Pointing dataset excerpts
####

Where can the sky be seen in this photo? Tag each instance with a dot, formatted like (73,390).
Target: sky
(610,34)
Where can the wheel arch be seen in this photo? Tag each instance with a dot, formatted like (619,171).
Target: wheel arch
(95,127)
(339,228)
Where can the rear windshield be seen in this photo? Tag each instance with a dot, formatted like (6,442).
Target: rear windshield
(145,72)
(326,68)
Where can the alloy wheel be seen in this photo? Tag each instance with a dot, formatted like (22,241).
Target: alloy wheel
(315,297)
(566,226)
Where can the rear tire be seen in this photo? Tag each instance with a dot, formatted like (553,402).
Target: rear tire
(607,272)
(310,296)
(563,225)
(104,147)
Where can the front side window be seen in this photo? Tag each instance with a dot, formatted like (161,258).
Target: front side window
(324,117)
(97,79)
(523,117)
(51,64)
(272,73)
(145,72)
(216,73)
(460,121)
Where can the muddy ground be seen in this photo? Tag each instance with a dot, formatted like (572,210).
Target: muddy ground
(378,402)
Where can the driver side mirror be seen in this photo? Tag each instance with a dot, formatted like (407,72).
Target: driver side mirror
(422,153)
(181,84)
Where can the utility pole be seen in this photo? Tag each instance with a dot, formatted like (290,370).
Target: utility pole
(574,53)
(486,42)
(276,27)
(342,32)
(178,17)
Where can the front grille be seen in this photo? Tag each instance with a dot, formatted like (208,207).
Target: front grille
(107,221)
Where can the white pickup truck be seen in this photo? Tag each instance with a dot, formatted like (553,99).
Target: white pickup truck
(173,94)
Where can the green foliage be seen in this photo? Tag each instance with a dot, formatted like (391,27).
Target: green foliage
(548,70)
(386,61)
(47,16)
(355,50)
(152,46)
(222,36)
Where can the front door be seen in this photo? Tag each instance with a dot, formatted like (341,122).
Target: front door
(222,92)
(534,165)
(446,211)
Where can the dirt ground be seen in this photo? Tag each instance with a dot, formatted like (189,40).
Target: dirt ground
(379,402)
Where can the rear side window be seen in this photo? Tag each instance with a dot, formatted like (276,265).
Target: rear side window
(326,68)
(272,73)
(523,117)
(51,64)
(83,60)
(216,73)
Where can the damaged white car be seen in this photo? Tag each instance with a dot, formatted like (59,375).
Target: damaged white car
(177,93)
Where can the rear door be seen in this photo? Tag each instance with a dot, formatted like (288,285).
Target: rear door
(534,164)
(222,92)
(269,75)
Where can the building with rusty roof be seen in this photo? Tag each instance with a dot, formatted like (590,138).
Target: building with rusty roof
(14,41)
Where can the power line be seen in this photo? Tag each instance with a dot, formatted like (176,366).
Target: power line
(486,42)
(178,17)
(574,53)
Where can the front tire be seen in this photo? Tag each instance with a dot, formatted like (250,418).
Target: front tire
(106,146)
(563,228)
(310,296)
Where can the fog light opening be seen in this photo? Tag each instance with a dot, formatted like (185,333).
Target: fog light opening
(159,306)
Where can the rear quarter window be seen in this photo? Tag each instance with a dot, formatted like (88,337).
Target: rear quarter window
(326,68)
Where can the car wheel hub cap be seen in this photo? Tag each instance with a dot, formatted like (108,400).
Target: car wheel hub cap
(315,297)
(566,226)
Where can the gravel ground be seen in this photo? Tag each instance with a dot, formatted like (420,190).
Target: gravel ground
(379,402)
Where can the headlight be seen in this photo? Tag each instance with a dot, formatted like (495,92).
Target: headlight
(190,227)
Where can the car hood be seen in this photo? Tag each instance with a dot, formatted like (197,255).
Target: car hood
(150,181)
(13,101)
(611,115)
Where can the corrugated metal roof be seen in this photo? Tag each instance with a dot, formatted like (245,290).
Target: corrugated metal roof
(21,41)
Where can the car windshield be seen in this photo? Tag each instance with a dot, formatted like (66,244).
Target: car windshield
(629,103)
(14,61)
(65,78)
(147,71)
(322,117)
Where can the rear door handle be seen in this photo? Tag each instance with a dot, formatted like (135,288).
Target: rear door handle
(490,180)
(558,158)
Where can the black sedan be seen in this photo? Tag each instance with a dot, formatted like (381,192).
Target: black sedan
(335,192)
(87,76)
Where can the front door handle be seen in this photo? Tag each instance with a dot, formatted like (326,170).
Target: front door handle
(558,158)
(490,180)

####

#### Written exercise
Transcribe every entry exactly.

#### Exercise result
Where can the sky be seen in this photo? Tag each instance with a dot, formatted like (73,390).
Target: sky
(610,34)
Where can the wheel arch be seen in this photo? Tag each instance with a dot, formatted like (619,171).
Target: wheel arch
(95,127)
(339,228)
Where can the rear windshield be seen in this photo? Tag each instance with a dot, formatted like (6,442).
Target: rear windshield
(145,72)
(326,68)
Where can the alloy wheel be seen in this photo? Tag each instance with a dot, formatted like (22,241).
Target: alloy wheel
(315,297)
(566,226)
Where can the rear tire be seen in this photo? Tag each instance with a dot, formatted like (553,402).
Target: rear tire
(607,272)
(310,296)
(563,225)
(104,147)
Where can the front side window be seen in this photo? Tag each instance with a dot, formatted like (161,258).
Target: front side window
(324,117)
(97,79)
(523,117)
(51,64)
(272,73)
(145,72)
(216,73)
(460,121)
Where can the muddy ground be seen in this photo? Tag each instance with a dot, formatted like (572,210).
Target: muddy ground
(378,402)
Where can the driver side mirror be seen in this photo? Tag each instance with a dot, formatted like (407,72).
Target: driver side mirror
(422,153)
(181,84)
Where can the utility pole be seen in this photo? Tag each instance with a dot, formatted like (290,370).
Target: utility pole
(574,53)
(486,42)
(276,27)
(342,32)
(178,17)
Where can the front grille be seen in this photo? Tag each instance with a dot, formatted like (208,207).
Target: front grille
(107,221)
Where can the white pickup truck be seen in this photo? Tag each instance with a dot, formatted like (553,99).
Target: white pickup truck
(173,94)
Where can the green foliage be seen in this photo? Tag each instance with a dot, formatted like (391,27).
Target: green foliage
(548,70)
(386,61)
(47,16)
(355,50)
(152,46)
(222,36)
Where can the front door be seen in this photo? Tag each instance with a dot, formatted like (341,122).
Target: front door
(222,92)
(534,165)
(446,211)
Where can the dirt ground be seen in this photo? Tag each instance with a dot, formatted like (189,40).
Target: dirt ground
(379,402)
Where can the rear side window be seen in this photo? Tag each instance with a dot, formatted like (276,265).
Target: rear side window
(326,68)
(272,73)
(523,117)
(51,64)
(83,60)
(216,73)
Where can the damaged white car be seen in this photo? Tag each instance with a dot, formatted like (59,375).
Target: damaged white car
(177,93)
Where can the rear door be seen in this photo? Tag each instance with a dot, formatted like (288,285).
Target: rear door
(534,164)
(222,92)
(269,75)
Where can the building with rusty roof be seen in this photo? Tag each instance with a dot, formatted like (590,138).
Target: building with rusty roof
(14,41)
Where can the power line be seen in this photo? Tag each instance with a dot, formatted like (176,366).
Target: power line
(486,42)
(178,17)
(574,53)
Where can the front tire be seen in this photo? Tag each instance with a dot, formatted like (250,418).
Target: front tire
(106,146)
(563,228)
(310,296)
Where can the fog light opening be seen in this photo? Tag each instance with a dot, formatted like (185,333).
Target: fog light opening
(159,306)
Where can the rear quarter window be seen in this photo? Tag each instance with a dot, formatted like (88,337).
Target: rear quarter window
(326,68)
Where can the car wheel hub cap be seen in this photo? Tag each instance with a dot, formatted like (108,400).
Target: car wheel hub cap
(315,297)
(566,226)
Where can the gravel ground be seen in this photo? Tag each instance with a dot, formatted like (420,190).
Target: gravel ground
(379,402)
Where can the headlight be seen in this photo? Tag each instance with a dot, formatted like (495,92).
Target: headlight
(190,227)
Where can the car hood be seen in this photo? Tag each instance with a dot, formatted like (197,255).
Target: car hood
(150,181)
(13,101)
(611,115)
Where can the corrugated metal roof be seen in this photo? Tag each instance with a dot, formatted like (245,290).
Target: corrugated metal roof
(21,41)
Where can the car windshield be seen in this photo? Tag each instance with a dot, formatted like (66,244).
Target: car windshield
(629,103)
(14,61)
(65,78)
(147,71)
(322,117)
Where can the rear door handle be seen in this photo? Tag each instance with a dot, formatted like (135,288).
Target: rear door handle
(490,180)
(558,158)
Where can the black sedan be seen in this photo? Tag each instance with a dot, formatted like (381,192).
Target: black sedan
(335,192)
(87,76)
Where can the front door handle be seen in this photo? Tag each instance with a dot, formatted like (326,170).
Target: front door handle
(558,158)
(490,180)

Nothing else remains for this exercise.